GIVEN INSTRUCTION 1> Condense the paragraph of the abstract beginning "This paper presents results" into a short bulleted list that keeps its main facts.

DOCUMENT>
----------------------------------------

DOI: 10.1615/JEnhHeatTransf.v3.i4.30
pages 273-280

Heat Transfer and Skin Friction Comparison of Dimpled Versus Protrusion Roughness

Mark E. Kithcart
Mechanical Engineering Department North Carolina A&T State University Greensboro, NC 27411
David E. Klett
Mechanical Engineering Department North Carolina A&T State University Greensboro, NC 27411

Краткое описание

This paper presents results of skin friction and heat transfer measurements made on flat plates with closely-spaced, three-dimensional surface roughness elements (hemispherical dimples, hemispherical protrusions, and rectangular protrusions) in turbulent boundary-layer flow at velocities ranging from 18 to 40 m/s (roughness Reynold's nos. from 1500 to 4000). The roughness element densities for each plate were chosen using Simpson's sand-grain roughness correlation to study the effects of spacing on drag and heat transfer in the vicinity of the peak of the Simpson-Dvorak correlation curve. The data is presented in terms of the efficiency factor, n = (Str/Sts/(Cfr/Cfs), to provide a means of comparing the effects on skin friction and heat transfer collectively. Dimpled surfaces have the advantage of significantly increasing heat transfer at a lower penalty in increased drag compared to the protrusion roughness studied.

----------------------------------------

RECORDS FOR THIS EXERCISE>

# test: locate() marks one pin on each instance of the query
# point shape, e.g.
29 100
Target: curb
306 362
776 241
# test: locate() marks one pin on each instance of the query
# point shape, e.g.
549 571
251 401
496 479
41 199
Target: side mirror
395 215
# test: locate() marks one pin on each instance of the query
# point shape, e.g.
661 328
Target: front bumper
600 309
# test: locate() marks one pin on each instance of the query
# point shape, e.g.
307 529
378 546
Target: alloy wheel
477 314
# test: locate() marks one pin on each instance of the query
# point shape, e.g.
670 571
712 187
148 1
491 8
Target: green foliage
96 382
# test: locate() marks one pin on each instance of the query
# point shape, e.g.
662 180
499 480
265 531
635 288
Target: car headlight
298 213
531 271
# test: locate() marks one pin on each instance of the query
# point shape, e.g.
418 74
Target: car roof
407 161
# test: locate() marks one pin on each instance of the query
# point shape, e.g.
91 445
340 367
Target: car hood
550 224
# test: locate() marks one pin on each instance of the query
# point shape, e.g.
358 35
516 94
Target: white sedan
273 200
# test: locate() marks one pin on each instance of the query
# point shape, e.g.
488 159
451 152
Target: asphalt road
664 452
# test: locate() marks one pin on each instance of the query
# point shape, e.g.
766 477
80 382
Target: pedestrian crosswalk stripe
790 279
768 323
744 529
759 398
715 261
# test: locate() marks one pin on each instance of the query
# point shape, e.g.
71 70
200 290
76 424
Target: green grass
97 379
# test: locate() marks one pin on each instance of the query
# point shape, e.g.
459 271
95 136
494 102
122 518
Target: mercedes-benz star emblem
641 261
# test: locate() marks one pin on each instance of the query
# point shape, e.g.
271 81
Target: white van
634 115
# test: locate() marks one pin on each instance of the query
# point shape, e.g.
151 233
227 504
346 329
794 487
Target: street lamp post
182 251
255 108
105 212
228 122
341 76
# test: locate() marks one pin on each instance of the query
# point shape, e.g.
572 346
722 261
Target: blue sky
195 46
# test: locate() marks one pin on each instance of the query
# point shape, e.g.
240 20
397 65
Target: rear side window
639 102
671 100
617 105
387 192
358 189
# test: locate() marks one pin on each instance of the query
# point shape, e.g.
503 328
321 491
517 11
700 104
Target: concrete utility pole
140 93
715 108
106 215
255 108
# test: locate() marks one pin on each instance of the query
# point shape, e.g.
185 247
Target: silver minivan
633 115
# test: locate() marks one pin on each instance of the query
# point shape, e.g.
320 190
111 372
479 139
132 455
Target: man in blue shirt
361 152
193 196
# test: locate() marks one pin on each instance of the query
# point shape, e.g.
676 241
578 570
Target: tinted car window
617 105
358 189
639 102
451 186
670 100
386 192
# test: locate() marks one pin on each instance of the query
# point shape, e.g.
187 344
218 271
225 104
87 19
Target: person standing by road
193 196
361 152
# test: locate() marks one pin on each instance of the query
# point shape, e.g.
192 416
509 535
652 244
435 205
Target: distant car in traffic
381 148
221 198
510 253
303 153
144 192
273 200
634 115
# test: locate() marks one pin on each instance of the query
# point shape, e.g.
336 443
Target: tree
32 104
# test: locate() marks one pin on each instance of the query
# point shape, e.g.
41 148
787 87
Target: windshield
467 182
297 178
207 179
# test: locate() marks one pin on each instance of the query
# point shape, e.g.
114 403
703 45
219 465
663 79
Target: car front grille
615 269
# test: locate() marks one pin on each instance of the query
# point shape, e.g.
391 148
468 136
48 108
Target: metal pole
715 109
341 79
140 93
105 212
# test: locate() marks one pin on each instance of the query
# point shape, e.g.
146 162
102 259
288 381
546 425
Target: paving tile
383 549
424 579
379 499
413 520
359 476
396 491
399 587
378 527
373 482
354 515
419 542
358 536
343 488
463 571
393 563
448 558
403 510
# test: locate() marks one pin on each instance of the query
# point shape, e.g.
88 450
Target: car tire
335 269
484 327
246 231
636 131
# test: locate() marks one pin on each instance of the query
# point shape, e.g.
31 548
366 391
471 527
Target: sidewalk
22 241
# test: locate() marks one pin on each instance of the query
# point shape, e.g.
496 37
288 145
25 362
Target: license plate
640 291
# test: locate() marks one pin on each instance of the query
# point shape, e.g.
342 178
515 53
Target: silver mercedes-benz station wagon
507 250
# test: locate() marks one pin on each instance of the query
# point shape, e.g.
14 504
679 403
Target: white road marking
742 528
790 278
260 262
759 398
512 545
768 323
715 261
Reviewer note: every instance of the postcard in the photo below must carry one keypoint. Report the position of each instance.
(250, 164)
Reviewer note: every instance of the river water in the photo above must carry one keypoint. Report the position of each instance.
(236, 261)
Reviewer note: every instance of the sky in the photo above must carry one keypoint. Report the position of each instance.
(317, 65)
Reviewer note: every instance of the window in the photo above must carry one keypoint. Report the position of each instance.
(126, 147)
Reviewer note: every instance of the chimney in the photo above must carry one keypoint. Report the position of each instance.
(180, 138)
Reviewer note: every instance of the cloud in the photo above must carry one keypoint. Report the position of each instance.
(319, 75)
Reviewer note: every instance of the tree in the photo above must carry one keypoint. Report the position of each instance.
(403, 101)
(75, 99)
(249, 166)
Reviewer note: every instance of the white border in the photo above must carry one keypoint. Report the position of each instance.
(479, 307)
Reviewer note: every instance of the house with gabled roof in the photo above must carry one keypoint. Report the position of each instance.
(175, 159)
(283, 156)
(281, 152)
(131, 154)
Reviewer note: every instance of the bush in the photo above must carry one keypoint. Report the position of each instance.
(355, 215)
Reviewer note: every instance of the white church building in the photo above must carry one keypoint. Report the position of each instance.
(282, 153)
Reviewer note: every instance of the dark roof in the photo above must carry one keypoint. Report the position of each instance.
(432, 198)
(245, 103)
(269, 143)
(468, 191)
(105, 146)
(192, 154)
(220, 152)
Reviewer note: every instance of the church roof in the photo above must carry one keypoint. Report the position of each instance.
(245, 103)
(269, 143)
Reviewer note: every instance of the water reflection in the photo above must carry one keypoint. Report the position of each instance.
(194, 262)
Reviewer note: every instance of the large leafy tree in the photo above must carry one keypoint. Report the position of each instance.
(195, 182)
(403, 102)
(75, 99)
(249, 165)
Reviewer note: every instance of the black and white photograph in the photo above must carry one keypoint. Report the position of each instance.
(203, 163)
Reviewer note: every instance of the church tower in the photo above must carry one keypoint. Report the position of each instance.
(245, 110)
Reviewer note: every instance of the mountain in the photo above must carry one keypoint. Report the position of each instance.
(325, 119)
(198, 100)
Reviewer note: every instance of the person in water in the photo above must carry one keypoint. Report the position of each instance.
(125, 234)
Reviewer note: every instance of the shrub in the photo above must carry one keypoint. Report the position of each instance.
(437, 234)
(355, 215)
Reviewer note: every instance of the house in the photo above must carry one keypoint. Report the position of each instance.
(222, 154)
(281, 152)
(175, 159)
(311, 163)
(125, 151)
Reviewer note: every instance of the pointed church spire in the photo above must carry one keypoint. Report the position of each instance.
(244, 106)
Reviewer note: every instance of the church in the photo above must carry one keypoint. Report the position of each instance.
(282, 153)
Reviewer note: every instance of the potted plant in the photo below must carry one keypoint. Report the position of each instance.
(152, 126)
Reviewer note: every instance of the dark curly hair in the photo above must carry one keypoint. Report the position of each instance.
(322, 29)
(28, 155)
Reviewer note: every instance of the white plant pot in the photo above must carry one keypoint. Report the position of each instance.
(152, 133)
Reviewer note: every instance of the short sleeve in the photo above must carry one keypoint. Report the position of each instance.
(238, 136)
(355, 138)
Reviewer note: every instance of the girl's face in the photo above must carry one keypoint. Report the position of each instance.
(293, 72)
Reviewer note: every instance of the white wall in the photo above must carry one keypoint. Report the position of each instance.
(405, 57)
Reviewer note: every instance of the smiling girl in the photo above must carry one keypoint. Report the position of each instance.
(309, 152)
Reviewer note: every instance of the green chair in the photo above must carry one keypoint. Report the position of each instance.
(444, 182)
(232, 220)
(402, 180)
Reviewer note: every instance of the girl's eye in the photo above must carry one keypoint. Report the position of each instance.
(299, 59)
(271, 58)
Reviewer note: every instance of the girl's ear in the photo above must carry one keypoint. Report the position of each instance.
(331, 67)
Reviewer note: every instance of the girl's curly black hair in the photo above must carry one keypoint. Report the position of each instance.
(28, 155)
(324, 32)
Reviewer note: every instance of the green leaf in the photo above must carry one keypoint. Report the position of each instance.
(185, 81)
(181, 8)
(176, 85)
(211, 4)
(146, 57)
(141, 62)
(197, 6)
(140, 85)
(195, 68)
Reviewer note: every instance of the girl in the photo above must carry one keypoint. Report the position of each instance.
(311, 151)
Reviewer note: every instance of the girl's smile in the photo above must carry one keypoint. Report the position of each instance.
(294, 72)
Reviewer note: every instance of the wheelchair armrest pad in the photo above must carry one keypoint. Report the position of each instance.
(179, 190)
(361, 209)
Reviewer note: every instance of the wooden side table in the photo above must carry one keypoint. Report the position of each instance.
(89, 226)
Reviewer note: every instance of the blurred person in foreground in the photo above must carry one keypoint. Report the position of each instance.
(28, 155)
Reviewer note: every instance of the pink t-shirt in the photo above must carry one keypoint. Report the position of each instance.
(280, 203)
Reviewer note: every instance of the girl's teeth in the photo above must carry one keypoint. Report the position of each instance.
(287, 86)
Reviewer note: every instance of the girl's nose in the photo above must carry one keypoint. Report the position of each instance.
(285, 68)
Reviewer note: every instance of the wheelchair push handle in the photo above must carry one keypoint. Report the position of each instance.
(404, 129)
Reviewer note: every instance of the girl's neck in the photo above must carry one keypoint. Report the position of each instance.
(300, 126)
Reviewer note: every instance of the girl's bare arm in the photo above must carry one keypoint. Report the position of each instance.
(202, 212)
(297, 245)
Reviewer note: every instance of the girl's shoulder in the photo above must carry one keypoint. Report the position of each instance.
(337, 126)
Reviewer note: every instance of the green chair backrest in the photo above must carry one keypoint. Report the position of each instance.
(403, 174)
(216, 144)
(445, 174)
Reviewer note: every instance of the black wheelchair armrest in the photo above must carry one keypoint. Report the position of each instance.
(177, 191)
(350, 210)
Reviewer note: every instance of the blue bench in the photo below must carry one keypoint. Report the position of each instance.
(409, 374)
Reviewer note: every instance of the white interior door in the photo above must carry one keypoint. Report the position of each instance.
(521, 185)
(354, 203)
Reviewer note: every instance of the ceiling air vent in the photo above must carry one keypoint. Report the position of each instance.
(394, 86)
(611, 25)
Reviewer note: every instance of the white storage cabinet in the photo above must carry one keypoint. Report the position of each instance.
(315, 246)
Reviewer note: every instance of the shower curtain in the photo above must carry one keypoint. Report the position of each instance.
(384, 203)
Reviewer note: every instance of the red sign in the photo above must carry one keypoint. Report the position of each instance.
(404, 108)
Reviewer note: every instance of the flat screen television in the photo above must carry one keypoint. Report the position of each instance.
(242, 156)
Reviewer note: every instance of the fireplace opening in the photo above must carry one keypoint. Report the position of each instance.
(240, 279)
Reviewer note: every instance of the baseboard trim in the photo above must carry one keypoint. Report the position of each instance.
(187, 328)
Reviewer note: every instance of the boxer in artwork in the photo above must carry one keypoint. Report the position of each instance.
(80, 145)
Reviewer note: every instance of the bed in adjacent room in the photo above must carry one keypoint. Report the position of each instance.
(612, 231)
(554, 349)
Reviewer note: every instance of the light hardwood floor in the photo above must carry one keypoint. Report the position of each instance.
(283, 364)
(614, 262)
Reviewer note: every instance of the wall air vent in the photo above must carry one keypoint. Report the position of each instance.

----------------------------------------

GIVEN INSTRUCTION 2> State how many lines of the rows contain the string "pole", treating case as significant. Reply with the number alone.

TASK RESULT 1>
- Skin friction and heat transfer were measured on flat plates with closely spaced, three-dimensional roughness elements: hemispherical dimples, hemispherical protrusions, and rectangular protrusions.
- Tests used turbulent boundary-layer flow at 18 to 40 m/s, with roughness Reynolds numbers from 1500 to 4000.
- Element densities were chosen with Simpson's sand-grain roughness correlation to study how spacing affects drag and heat transfer near the peak of the Simpson-Dvorak correlation curve.
- Results are given as an efficiency factor so that skin friction and heat transfer effects can be compared together.
- Dimpled surfaces raise heat transfer substantially with a smaller drag penalty than the protrusion roughness studied.

TASK RESULT 2> 2